Exercise ::
Transcribe all the entries word for word, skipping the pictures.

Referring expression data:
= = = = = = =

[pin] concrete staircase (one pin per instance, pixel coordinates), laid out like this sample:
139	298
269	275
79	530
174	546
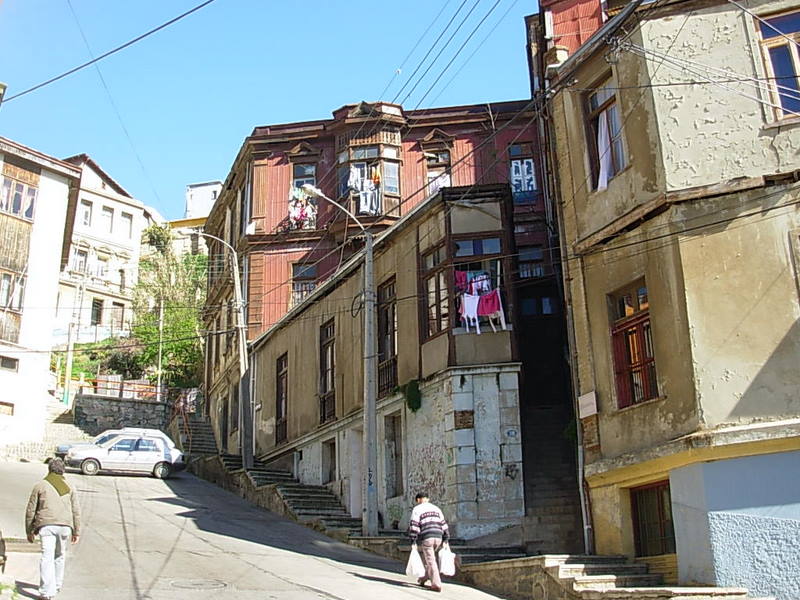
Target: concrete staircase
552	522
59	428
201	440
617	578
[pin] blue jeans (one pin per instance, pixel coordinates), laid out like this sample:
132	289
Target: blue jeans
54	540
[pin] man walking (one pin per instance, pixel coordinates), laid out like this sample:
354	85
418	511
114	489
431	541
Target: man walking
428	527
53	513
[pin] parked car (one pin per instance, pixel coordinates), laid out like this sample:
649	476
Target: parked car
62	449
128	452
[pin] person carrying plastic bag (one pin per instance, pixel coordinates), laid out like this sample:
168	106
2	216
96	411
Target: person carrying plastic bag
427	527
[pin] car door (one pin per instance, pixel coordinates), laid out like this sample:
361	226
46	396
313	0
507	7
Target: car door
120	454
147	453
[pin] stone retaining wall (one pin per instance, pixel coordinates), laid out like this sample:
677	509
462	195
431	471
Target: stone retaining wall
94	414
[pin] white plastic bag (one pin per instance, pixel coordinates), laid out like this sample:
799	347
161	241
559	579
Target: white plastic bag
447	560
415	568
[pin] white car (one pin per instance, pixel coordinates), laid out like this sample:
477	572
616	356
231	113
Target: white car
62	449
128	452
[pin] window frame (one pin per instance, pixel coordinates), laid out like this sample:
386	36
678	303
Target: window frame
281	397
387	337
766	45
666	539
633	331
590	116
327	372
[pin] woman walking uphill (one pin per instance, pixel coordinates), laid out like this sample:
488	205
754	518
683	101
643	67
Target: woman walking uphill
428	526
54	515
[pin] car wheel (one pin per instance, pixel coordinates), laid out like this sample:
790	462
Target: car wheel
162	471
90	467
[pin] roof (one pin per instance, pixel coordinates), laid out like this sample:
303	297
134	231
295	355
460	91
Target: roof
81	159
43	160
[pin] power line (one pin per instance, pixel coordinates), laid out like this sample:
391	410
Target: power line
107	54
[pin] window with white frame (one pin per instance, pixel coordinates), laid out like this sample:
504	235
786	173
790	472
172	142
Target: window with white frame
780	35
17	198
606	148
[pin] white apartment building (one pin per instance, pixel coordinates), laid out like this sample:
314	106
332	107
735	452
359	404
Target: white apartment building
97	279
36	194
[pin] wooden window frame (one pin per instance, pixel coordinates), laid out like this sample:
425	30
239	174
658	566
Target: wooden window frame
387	337
327	372
591	116
629	331
281	397
438	273
767	44
666	534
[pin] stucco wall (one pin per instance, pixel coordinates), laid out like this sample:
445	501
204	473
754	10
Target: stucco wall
737	523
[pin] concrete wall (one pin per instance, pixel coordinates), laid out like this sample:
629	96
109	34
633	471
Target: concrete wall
737	523
95	414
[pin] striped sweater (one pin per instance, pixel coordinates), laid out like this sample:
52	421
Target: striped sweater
427	521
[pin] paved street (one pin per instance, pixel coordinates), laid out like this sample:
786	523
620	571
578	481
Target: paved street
146	539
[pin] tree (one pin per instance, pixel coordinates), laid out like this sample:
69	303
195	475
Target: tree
170	288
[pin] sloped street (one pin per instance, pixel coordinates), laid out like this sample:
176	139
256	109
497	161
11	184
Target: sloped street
146	539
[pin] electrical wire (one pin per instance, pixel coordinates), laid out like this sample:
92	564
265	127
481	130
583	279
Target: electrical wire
107	54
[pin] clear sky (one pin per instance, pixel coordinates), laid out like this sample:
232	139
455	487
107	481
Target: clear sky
189	94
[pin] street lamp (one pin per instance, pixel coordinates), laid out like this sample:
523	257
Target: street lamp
245	414
369	518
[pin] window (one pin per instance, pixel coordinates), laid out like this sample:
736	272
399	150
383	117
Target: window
632	339
127	224
327	360
9	364
97	311
304	280
435	292
281	397
652	519
80	260
531	262
387	338
606	150
146	445
12	291
366	177
124	445
522	175
107	219
438	168
781	57
86	213
17	198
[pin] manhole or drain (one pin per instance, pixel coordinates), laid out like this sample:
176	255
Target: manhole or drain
198	584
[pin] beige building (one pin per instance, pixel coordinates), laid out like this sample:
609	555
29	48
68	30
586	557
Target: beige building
676	155
97	279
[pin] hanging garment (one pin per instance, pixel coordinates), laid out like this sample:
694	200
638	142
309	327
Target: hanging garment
469	311
354	179
461	281
479	283
491	307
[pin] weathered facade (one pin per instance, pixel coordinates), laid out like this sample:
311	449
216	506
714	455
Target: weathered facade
381	162
34	233
97	279
678	205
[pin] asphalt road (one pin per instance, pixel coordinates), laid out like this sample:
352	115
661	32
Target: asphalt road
183	538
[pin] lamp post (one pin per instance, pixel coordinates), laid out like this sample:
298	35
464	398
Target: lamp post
369	517
245	414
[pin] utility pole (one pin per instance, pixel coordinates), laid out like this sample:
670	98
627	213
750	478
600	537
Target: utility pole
370	516
160	344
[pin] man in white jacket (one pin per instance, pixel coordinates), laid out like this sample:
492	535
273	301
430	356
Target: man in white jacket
428	528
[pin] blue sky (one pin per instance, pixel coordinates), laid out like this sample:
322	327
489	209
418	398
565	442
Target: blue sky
189	94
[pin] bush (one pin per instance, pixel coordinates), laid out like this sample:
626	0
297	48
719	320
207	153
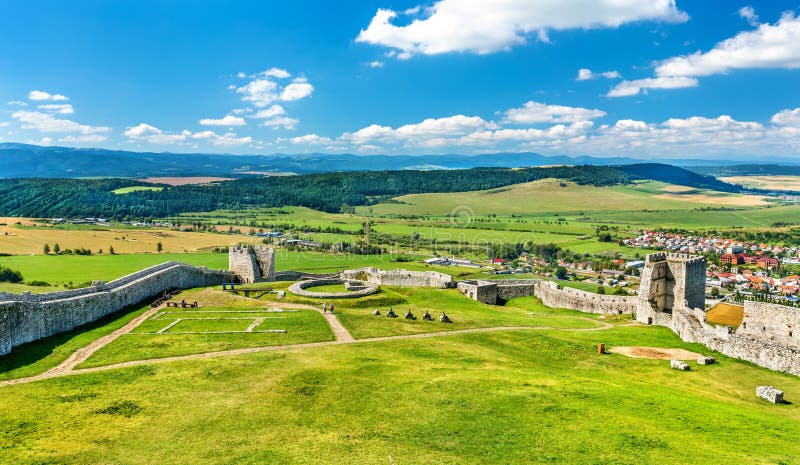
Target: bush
7	275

= = = = = = =

Reply ::
[pin] concrete staircase (one pin per instance, pixel coordinates), laid out like this sample:
139	298
269	275
79	530
174	546
Target: concrete staircase
552	522
59	428
201	440
617	578
[pin] blue jeans (one pin per instance, pixel coordinates), laid out like this sample:
132	289
Target: blue jeans
54	540
[pin] man walking (one pin per instance, pixel coordinates), laid out like this sample:
354	85
418	511
114	489
431	541
Target: man walking
428	527
53	513
[pin] parked car (one pin per instance, pixel coordinates), laid out like this sample:
649	476
Target: parked car
62	449
128	452
[pin] person carrying plastic bag (one pin per instance, pixel coordinates), laid out like this sample:
168	106
2	216
96	411
Target: person carrying plastic bag
427	527
[pin] car door (one pin per instance, pixel coordinates), laid out like this sample:
361	226
46	396
313	0
507	7
Target: car door
120	454
147	453
[pin] stone retaining wall (one pin per instance, pixel coordinates), laid out like this sample:
677	509
462	195
431	471
Target: stone retaining wall
94	414
[pin] white plastic bag (one pin per instance, pixel coordinates), laid out like this sample:
799	347
161	241
559	579
Target: white plastic bag
447	560
415	568
[pin] white car (one pin per instance, pixel coordinates), laid out like this sample:
477	572
616	356
231	113
Target: white car
62	449
128	452
[pin] window frame (one pin per instance, pixel coordinates), laid out like this sample:
386	36
678	303
Target: window frame
281	397
387	337
766	45
666	539
633	331
590	116
327	372
[pin] woman walking uphill (one pin per instance, pixel coordinates), laid out like this sample:
488	205
754	518
683	101
643	67
Target: woman walking uphill
428	526
54	515
[pin] car wheel (one pin per instance, pixel coordinates), laid out like this sample:
790	462
Target: car wheel
162	471
90	467
[pin] roof (one pin per instance, pixel coordinates), laid out like this sample:
303	297
134	231
295	355
460	91
Target: roof
81	159
43	160
[pin] power line (one pin per instance, pixel coordinates), laid out like this sample:
391	410
Target: power line
107	54
[pin] window with white frame (one pin per instance, pixel coordinates), laid out like this sample:
504	235
786	173
790	472
172	142
Target: window with white frame
780	35
17	198
606	148
[pin] white apartment building (one pin per instance, pixel coordinates), laid out like this sample:
314	106
332	107
735	452
359	404
Target: white apartment building
97	279
36	194
[pin] wooden window frame (one pin per instance, pixel coordinates), laid out like this sample:
425	30
239	174
658	566
Target: wooden window frame
387	337
327	372
591	116
629	331
281	397
438	273
767	44
666	534
[pin] stucco wall (one pin per instance, pixel coordinates), laid out like this sample:
445	501
204	473
754	10
Target: stucco wall
737	523
[pin] concrete wall (one pin per instance, pixel coordinates), laid out like this sample:
629	96
109	34
633	471
Target: concrete wall
737	523
95	414
[pin] striped sweater (one pin per instance, pixel coordinates), laid out like this sample:
52	421
Target: striped sweater
427	521
[pin] paved street (one pin per instance, pixel coordinates), laid out like this sample:
786	523
620	571
578	481
Target: paved street
146	539
[pin] tree (one pin per instance, pixel coordinates), laid out like this sample:
69	303
195	475
Target: tree
170	288
[pin] sloped street (one pin per instance, pixel coordinates), laid out like this sample:
176	139
256	109
497	161
11	184
Target: sloped street
146	539
[pin] electrical wire (one pin per instance, pixel coordinates), laid out like this sample:
92	564
265	127
481	130
583	279
Target: electrical wire
107	54
[pin] clear sky (one pin per instance, pixel coordinates), laid out like this sample:
232	139
455	487
107	481
Target: clear sky
189	94
[pin] street lamp (one pin per instance, pixel coordinates), laid out like this sample:
523	257
Target: street lamp
245	414
369	518
[pin] window (one pin per instance, pixel coordinates), laid out like this sample:
736	272
399	150
383	117
Target: window
632	339
127	224
327	360
9	364
97	311
304	280
435	292
281	397
652	519
80	260
531	262
387	338
606	150
146	445
12	291
366	177
124	445
522	175
107	219
438	168
781	57
86	213
17	198
[pin] manhole or drain (one pin per instance, pixel coordinates), laid out like this sample:
176	255
Target: manhole or drain
198	584
[pin] beige building (one pin per instance, pixel coordinates), laid out like this sample:
609	555
29	48
68	30
586	557
Target: beige building
676	155
97	279
[pin] hanging garment (one pin per instance, pixel coordinates), laid out like this sample:
694	200
638	142
309	327
Target: hanging garment
469	311
354	179
461	281
479	283
491	307
[pin] weathered facade (one pin per instance, pixel coordinates), laid out like this sample:
311	449
216	506
714	455
Target: weathered facade
381	162
34	233
97	279
678	205
[pin] asphalt road (one pin per instance, pixel coordinates), laid out like this sample:
352	115
661	32
Target: asphalt road
183	538
[pin] lamp post (one pin per instance, pixel coordinates), laid out like this sample:
298	35
464	398
Target: lamp post
369	517
245	414
[pin] utility pole (one pin per instance, pixel coordinates), laid out like this sample:
670	98
627	213
750	478
600	537
Target: utility pole
370	516
160	344
[pin] man in white jacket (one pin per instance, pixel coordinates), laid out like this sample:
492	535
273	301
430	356
Target: man in white jacket
428	528
[pin] blue sky (one pin per instance, pixel coordinates), laid out like this sample:
322	327
489	209
418	398
565	442
Target: blue sky
189	94
[pin] bush (one pin per instance, pixel coordinates), laid out like this sample:
626	0
297	48
719	320
207	153
Target: bush
7	275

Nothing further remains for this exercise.